• [OBJECTIVE]
Return the records that follow, matching each one exactly.

#### DATA LISTING

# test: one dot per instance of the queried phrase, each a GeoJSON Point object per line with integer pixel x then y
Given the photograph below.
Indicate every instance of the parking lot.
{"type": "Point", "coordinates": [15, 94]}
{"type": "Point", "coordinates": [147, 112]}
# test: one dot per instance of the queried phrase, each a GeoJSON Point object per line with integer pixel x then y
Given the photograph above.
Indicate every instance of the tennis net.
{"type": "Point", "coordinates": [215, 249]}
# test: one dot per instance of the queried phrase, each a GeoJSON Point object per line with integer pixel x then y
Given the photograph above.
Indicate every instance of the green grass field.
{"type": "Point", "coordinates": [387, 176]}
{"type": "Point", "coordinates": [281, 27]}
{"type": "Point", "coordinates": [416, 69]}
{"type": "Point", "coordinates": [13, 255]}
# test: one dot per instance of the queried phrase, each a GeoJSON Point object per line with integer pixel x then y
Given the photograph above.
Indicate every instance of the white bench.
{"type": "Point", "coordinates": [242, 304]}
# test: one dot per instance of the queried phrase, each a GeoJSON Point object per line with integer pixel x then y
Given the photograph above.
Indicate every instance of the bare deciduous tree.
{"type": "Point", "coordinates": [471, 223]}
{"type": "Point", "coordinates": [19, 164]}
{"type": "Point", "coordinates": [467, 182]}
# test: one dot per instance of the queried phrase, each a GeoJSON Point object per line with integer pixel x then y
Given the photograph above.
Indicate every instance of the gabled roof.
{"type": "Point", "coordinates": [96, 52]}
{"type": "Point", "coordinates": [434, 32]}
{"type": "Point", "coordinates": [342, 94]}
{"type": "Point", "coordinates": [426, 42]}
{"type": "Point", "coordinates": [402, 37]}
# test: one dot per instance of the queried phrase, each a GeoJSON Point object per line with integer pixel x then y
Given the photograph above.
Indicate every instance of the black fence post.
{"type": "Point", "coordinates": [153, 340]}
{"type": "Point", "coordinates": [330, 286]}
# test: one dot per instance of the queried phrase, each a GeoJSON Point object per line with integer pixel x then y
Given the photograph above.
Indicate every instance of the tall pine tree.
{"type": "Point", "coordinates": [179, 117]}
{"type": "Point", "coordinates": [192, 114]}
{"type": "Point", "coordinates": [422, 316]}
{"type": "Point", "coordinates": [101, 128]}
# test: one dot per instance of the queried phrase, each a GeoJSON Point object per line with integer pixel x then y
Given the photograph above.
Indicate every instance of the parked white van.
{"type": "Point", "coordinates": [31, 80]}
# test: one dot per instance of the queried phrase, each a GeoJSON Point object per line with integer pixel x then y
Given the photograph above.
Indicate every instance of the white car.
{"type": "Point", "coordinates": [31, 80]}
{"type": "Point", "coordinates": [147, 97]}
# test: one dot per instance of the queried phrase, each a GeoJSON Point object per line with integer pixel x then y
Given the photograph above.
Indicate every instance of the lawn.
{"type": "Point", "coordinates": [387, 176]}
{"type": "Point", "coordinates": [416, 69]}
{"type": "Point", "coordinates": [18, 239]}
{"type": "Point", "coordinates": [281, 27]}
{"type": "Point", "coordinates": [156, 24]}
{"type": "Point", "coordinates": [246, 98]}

########

• [FINAL RESULT]
# test: one dot per instance of the queried phrase, each a GeoJSON Point object per line with integer pixel x then y
Given the photograph below.
Indicate every instance of the parking lot.
{"type": "Point", "coordinates": [15, 94]}
{"type": "Point", "coordinates": [147, 112]}
# test: one dot per instance of the queried phrase, each a GeoJSON Point object per line with integer pixel x then y
Given the photograph above.
Indicate every instance of the tennis net.
{"type": "Point", "coordinates": [215, 249]}
# test: one dot per instance of the queried phrase, each a GeoJSON Point object per line with integer pixel x then y
Given the photograph above.
Indicate every instance of the green grass field.
{"type": "Point", "coordinates": [387, 176]}
{"type": "Point", "coordinates": [281, 27]}
{"type": "Point", "coordinates": [416, 69]}
{"type": "Point", "coordinates": [13, 255]}
# test: one dot per instance of the queried phrase, each a GeoJSON Point object per line with integer pixel x then y
Given the photograph above.
Indicate every instance of the white bench.
{"type": "Point", "coordinates": [242, 304]}
# test: one dot per instance of the queried phrase, each a GeoJSON Point object per line with integer pixel x then y
Given the photograph above.
Indicate every instance of the bare deciduous tree.
{"type": "Point", "coordinates": [471, 223]}
{"type": "Point", "coordinates": [19, 164]}
{"type": "Point", "coordinates": [467, 182]}
# test: one dot per instance of the queried phrase, each a GeoJSON Point object per line with integer pixel x then y
Given the photograph above.
Indicate every instance of the gabled roof.
{"type": "Point", "coordinates": [96, 52]}
{"type": "Point", "coordinates": [434, 32]}
{"type": "Point", "coordinates": [342, 94]}
{"type": "Point", "coordinates": [426, 42]}
{"type": "Point", "coordinates": [402, 37]}
# test: one dot per instance of the queried phrase, each a GeoJSON Point object per line with integer pixel x then y
Given the photograph above.
Indicate every instance of the black fence post.
{"type": "Point", "coordinates": [153, 340]}
{"type": "Point", "coordinates": [330, 286]}
# test: one dot per instance of the queried phrase, each a GeoJSON Point object per line with integer pixel x then y
Given the photograph above.
Indicate every instance of the tall pine tree.
{"type": "Point", "coordinates": [179, 117]}
{"type": "Point", "coordinates": [192, 114]}
{"type": "Point", "coordinates": [422, 316]}
{"type": "Point", "coordinates": [101, 128]}
# test: one dot per instance of the queried phrase, each a GeoJSON Point object per line with integer pixel x then y
Given the photograph above.
Indicate every instance of the parked white van.
{"type": "Point", "coordinates": [31, 80]}
# test: one dot per instance of the queried phrase, each a GeoJSON Point object per line with integer pixel x then y
Given the photograph above.
Indicate every instance of the white car.
{"type": "Point", "coordinates": [31, 80]}
{"type": "Point", "coordinates": [147, 97]}
# test: one dot per instance of the queried phrase, each a GeoJSON Point object per line with integer pixel x then y
Given the photograph above.
Indicate every instance of the lawn.
{"type": "Point", "coordinates": [387, 176]}
{"type": "Point", "coordinates": [416, 69]}
{"type": "Point", "coordinates": [18, 239]}
{"type": "Point", "coordinates": [281, 27]}
{"type": "Point", "coordinates": [156, 24]}
{"type": "Point", "coordinates": [246, 98]}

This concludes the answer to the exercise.